----- READING TEXT
INTERNATIONAL WOMEN’S DAY originated from the trade union movement in America in the early 20th century, particularly in the activism of the women who worked in the clothing industry sweatshops of the time.
In 1907 the women held a “Hunger March” in New York in protest at the dangerous working conditions and very long working periods, and calling for a ten-hour working day and improved wages. The police attacked the march, and the following year on 8 March 1908 a commemorative march was held, which became a milestone in women’s history.
This date is what we now celebrate as Women’s Day, and by 1911 it had gone global. International Women’s Day has evolved to become an important time for women around the world to commemorate their struggles and celebrate their achievements.
Centenary of right to vote
For Ireland, International Women’s Day 2018 comes in the year that we celebrate the centenary of women’s right to vote. It is an important moment to look to the changes we need to make for women’s equality.
When in December 1918, Countess Markievicz was the first woman elected to Parliament and the first women to be appointed to Cabinet, it must have seemed like women’s equality was on the way. Little did women at the time know that it would be another 60 years until another woman, Maire Geoghan Quinn, would become a senior Minister or that in 2018, there would only be 19 women to have been appointed to Cabinet.
----------
* [SET EXERCISE 1]:
According to the passage on International Women's Day, what did the 1907 "Hunger March" in New York call for?
The passage on International Women's Day and the listing that follows it are unrelated to each other.
----- RECORDS TO USE
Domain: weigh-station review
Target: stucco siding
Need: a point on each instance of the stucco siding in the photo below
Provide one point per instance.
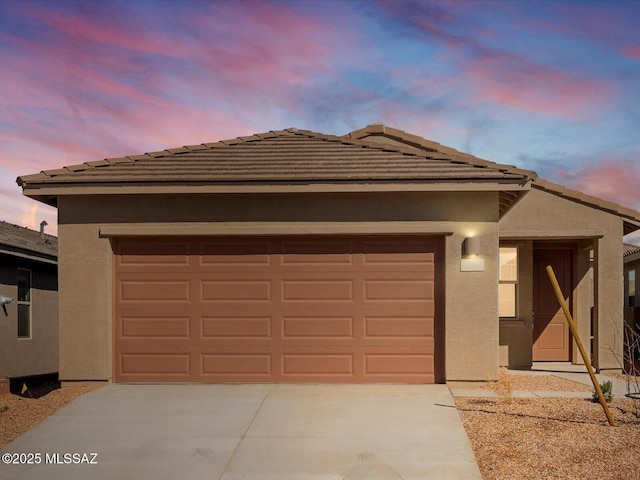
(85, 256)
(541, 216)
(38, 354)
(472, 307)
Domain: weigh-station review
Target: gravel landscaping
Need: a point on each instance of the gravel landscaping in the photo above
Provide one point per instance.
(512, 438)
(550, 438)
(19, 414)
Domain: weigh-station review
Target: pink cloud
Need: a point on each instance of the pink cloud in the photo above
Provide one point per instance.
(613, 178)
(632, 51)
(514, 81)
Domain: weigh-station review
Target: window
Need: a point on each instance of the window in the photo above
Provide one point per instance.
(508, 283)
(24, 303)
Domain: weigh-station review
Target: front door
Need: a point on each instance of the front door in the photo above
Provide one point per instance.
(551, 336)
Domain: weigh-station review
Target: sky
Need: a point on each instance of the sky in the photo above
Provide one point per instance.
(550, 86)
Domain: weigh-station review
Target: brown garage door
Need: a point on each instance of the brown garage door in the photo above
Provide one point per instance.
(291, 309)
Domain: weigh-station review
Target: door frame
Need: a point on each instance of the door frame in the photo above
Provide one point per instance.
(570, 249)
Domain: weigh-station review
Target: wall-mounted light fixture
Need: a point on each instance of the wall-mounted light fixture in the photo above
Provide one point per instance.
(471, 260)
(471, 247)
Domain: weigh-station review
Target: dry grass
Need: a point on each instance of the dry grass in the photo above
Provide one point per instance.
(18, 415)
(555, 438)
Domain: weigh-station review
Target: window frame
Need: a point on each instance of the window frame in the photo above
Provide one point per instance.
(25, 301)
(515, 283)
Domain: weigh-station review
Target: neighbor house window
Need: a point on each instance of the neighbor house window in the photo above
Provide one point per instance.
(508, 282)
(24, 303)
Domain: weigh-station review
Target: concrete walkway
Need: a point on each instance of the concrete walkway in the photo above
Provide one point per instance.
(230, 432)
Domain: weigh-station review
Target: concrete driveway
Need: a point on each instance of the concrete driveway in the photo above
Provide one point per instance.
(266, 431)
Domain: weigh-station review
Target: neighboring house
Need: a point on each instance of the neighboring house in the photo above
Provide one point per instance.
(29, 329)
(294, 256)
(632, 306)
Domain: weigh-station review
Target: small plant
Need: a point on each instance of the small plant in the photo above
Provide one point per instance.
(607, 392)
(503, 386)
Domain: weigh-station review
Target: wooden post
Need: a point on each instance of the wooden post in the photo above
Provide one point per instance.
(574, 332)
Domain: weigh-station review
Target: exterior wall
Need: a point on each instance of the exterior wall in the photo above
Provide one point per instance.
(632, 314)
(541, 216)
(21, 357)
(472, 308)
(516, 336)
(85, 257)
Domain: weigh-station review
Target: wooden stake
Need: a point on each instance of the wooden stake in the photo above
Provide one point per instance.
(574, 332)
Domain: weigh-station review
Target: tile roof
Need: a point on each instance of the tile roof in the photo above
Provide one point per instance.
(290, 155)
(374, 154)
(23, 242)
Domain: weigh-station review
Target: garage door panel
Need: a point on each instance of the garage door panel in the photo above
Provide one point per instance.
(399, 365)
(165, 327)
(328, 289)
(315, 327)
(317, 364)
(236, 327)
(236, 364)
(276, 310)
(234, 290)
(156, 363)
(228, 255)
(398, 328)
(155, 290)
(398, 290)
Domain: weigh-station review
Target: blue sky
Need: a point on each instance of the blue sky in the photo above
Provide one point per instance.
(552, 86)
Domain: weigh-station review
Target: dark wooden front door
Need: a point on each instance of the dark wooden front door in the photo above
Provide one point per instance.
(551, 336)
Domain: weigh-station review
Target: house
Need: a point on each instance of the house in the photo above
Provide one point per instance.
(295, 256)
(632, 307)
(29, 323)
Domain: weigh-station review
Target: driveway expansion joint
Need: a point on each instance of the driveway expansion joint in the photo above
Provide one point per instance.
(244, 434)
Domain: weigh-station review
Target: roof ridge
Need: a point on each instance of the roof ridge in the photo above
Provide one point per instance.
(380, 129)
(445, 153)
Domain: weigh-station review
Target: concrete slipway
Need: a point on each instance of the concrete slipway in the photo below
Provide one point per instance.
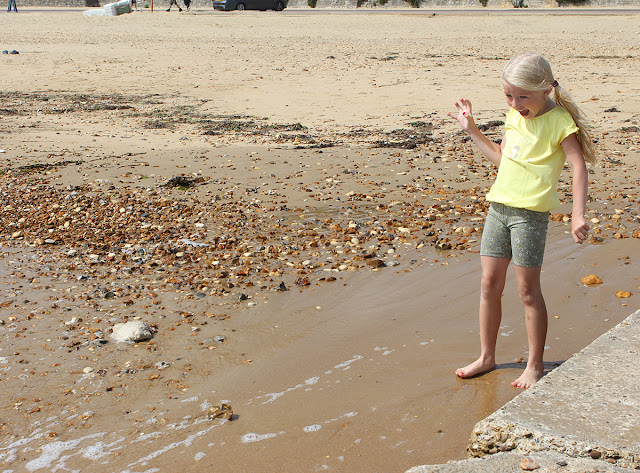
----------
* [SET EXERCISE 2]:
Pull out every line of the listing that contains the word "blue", matching case exactly.

* [FULL OUTPUT 1]:
A ten-hour working day and improved wages.

* [FULL OUTPUT 2]:
Target: blue sky
Need: a point on each instance of the blue sky in the photo above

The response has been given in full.